**SHORT PROBLEM**
Reproduce the listing below exactly, minus its pictures.

**DATASET**

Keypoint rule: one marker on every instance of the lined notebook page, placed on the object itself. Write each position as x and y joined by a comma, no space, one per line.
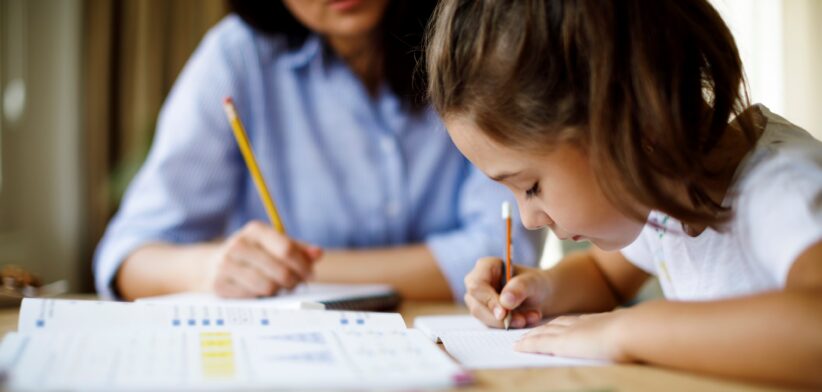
495,349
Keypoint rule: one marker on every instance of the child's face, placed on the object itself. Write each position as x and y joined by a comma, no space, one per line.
556,189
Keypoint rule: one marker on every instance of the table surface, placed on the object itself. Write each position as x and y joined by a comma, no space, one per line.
604,378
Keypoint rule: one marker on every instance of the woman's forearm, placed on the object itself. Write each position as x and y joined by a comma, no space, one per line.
773,337
411,270
577,285
158,269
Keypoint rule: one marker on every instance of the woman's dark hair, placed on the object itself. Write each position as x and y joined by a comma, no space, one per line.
645,88
403,27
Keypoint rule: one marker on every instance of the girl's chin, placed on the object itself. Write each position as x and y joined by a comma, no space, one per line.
610,244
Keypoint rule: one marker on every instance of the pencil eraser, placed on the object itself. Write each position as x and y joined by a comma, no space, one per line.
506,210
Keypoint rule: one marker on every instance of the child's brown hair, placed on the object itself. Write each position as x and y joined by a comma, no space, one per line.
646,88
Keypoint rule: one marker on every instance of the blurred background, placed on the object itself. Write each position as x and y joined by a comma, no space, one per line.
81,82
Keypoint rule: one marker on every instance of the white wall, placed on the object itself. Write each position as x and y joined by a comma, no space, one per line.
780,42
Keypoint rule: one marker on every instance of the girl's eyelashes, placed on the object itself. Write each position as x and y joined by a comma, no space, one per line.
534,191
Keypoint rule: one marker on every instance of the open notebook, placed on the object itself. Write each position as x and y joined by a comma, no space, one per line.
477,346
371,297
96,345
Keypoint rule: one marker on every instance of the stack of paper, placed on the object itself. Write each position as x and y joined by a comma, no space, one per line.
93,345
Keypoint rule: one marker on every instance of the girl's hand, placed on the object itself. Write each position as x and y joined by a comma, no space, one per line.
525,292
592,336
258,261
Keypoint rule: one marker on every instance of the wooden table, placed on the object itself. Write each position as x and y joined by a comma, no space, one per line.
606,378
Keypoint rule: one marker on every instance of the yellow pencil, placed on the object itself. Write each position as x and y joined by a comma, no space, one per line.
251,162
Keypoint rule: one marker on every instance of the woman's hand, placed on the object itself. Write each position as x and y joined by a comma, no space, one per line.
593,336
523,295
258,261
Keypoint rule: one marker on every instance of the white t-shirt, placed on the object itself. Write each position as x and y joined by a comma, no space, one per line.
776,199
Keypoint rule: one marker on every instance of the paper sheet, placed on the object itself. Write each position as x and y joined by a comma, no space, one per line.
476,346
48,314
494,349
225,360
304,296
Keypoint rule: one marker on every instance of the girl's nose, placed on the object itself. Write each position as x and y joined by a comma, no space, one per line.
535,219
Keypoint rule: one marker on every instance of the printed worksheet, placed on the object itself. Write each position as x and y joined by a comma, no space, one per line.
249,359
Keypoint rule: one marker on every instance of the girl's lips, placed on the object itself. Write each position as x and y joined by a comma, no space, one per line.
343,5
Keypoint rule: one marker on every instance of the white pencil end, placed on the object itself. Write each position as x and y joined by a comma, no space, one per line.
506,210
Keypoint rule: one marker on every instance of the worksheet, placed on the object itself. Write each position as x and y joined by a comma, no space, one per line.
114,346
226,360
59,314
476,346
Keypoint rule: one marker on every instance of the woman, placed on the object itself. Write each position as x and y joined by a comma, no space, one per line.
356,163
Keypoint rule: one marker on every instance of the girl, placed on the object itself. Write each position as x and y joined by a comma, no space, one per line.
356,163
622,123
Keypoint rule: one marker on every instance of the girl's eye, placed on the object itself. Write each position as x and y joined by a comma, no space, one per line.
534,191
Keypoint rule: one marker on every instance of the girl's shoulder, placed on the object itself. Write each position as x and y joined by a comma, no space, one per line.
784,154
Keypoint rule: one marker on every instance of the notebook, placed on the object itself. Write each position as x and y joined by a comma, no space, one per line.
476,346
370,297
117,346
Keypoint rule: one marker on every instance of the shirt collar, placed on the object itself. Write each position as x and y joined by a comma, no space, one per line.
311,48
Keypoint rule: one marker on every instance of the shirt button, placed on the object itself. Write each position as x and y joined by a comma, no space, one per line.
392,209
387,145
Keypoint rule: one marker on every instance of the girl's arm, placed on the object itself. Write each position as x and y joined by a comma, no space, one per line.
587,281
774,337
591,281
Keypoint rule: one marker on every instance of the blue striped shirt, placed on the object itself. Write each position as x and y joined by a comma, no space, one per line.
347,169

**RESULT**
Keypoint rule: one marker on every instance of the lined notebook page, placed on the object itself. Write each position as x and y joined by a comma, no space, one per line.
495,349
Keypoint rule: one marker on every instance of the child's face, placed on the object itself. Write each position as x and y joined by a comma, no space, one per line.
556,189
Keypoint rule: one marker on every instance of the table surface, placed on the object itself. Write each position as x and y joined by a comma, no space, one per line.
604,378
Keypoint rule: one marker on every instance of the woman's forearm, placed on the object itself. Write each position as x and y joined by a comma, no space, one per line.
773,337
411,270
577,285
158,269
Keypoint rule: one marker on every instance of the woman's dark hair, placed on the object itself. Write each position as x and y joined by a comma, no space, one per line.
645,88
403,27
Keypoint rule: one marker on every instance of the girl's chin, placed on the object itself. Write each position as x and y joined by a comma, no space, one per line.
610,244
Keypoint rule: one marker on every instance of the pencil eraser, placed on the object itself. Write each position as x and y joined by a comma, no space, one per line.
506,210
Keypoint rule: one marker on every instance of the child's brown hair, placed on the object itself. Write each position as x and y joined by a comma, no space, one per line.
646,88
Keypoint rule: one marker on every instance of the blurred background, placed on the object itself. Write each position as x and y joined by a comma, no space, one per line.
81,82
Keypoint rule: one marker on every instance of the white wall, placed on the object itself. Write each position as x and y joined by a comma, no space, one per line.
780,42
Keypoint rule: one marker on every instance of the girl's eyelashes, placed on the object itself. Write each position as x and y joined by a comma, no space, one per line.
534,191
Keypoint rule: one marker on every instance of the open notebook, placed on the object itself. Write each position as x and y joined by a comma, no space, one per line.
477,346
371,297
96,345
Keypoint rule: one marker on every instance of the stack of paper, placed on the object itself. Write each position as x and y joined by a comma, no space, one per line.
93,345
Keypoint rule: one marker on every instance of the girl's hand, placed on the object itself. Write each position as x and y joined by a comma, no space, one per line.
525,292
592,336
258,261
Keypoint rule: one marker on every instance of the wooden table, placed on the object itself. Write each position as x and y joined by a comma, no space, one per line.
606,378
Keypoint rule: one marker on every instance of the yellow pencil, placed on the object itself. Write each position as x and y joined by a comma, no space, one per line.
251,162
Keypoint rule: one marker on every instance of the woman's hand, placed on the object itself. Write each position as x and y joined by a comma, no space, one per line.
593,336
523,295
258,261
Keypoint rule: one marker on every instance of the white t-shirt, placed on the object itself. Write each position as x and y joined by a comma, no space, one per line.
776,199
Keypoint rule: one marker on every instance of the paper sheet, placed on the object itself. Write each position as x and y joined by a comma, no space, one per line.
476,346
48,314
494,349
225,360
304,296
Keypoint rule: one marker on every instance of the girl's nose, placed on the object itself. Write each position as x and y joined by a comma, no space, one per line.
535,219
Keypoint rule: one marker on every instance of the printed worksheet, placed on the object itself. Write each position as x and y joined by a comma, no space, one per line.
249,359
Keypoint rule: one marker on every instance of the girl's lips, placed on the object itself. Write each position as x and y joined by a comma, no space, one per line.
343,5
Keypoint rule: one marker on every instance of the white pencil end, placed on the object itself. Write each position as x and y joined by a comma, no space, one per line.
506,210
Keypoint rule: one marker on every instance of the worksheet, placed on the object itself. Write each position as x and y joined by a comma, no space, one per line.
114,346
226,360
59,314
476,346
Keypoint rule: one marker on every instance of the woman, placed on the object itself. Write each position as x and y joined by a comma, no space, one per line.
356,163
Keypoint rule: one marker on every instance of the girl, placed on the object itself. Write each position as x and y joined by a comma, no space, one per line.
356,163
622,123
Keypoint rule: one marker on every instance of the girl's eye, placed on the object itself. Write each position as x and y joined by a comma, no space, one per line.
534,191
Keypoint rule: one marker on every instance of the girl's shoulder, placed on the object itself. Write each position as x and y joined by a comma, no space, one per line.
784,154
Keypoint rule: one marker on every instance of the notebook, placed on the object itself. Write each position as x and y joined by a comma, no space, one per line.
476,346
370,297
117,346
Keypoint rule: one marker on every instance of the shirt collar, placed on the object itself. Write each position as x and y joined by a comma, no space, one per line.
311,48
Keypoint rule: one marker on every instance of the shirt button, placed on the object itself. Write each position as x and y joined by a comma, no space, one per line.
392,209
387,145
Keypoint rule: one marker on every instance of the girl's arm, placed on the object itself. Write each position as x and y joined by a comma, no space, one per line.
587,281
774,337
591,281
Keypoint rule: one marker on every instance of the blue striped shirt, placed on the object itself. Write each position as x and y joined by a comma, no space, one per line.
347,169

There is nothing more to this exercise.